Your objective
Exactly as they appear, reproduce the lines from the one holding "label the rocky" through the last line of the material below.

Provided data
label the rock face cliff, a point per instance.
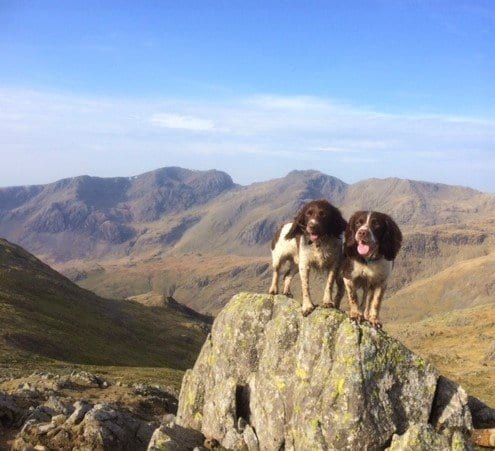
(269, 379)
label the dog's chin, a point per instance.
(313, 236)
(366, 249)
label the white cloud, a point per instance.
(49, 136)
(181, 122)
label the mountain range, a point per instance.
(200, 237)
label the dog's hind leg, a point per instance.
(307, 306)
(339, 281)
(328, 300)
(288, 276)
(276, 263)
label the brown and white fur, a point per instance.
(372, 241)
(311, 240)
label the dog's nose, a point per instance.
(362, 234)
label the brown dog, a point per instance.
(372, 241)
(311, 240)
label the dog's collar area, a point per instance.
(370, 261)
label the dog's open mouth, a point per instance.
(314, 237)
(365, 248)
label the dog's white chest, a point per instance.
(323, 255)
(376, 272)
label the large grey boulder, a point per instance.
(269, 379)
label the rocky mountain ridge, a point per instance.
(175, 209)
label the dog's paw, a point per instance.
(375, 322)
(306, 310)
(356, 317)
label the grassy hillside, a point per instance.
(463, 285)
(45, 316)
(456, 343)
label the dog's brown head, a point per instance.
(317, 219)
(371, 235)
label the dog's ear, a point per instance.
(350, 249)
(391, 240)
(298, 224)
(335, 223)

Written reply
label the rocky mountain ridge, a point per instance.
(175, 209)
label the dog's paw, a point per instance.
(375, 322)
(306, 310)
(356, 317)
label the grassy hillside, a point per instance.
(463, 285)
(45, 316)
(456, 343)
label the dog's brown head, a point per instance.
(317, 219)
(371, 235)
label the dog's ear, a point per instance.
(350, 249)
(391, 240)
(298, 224)
(335, 223)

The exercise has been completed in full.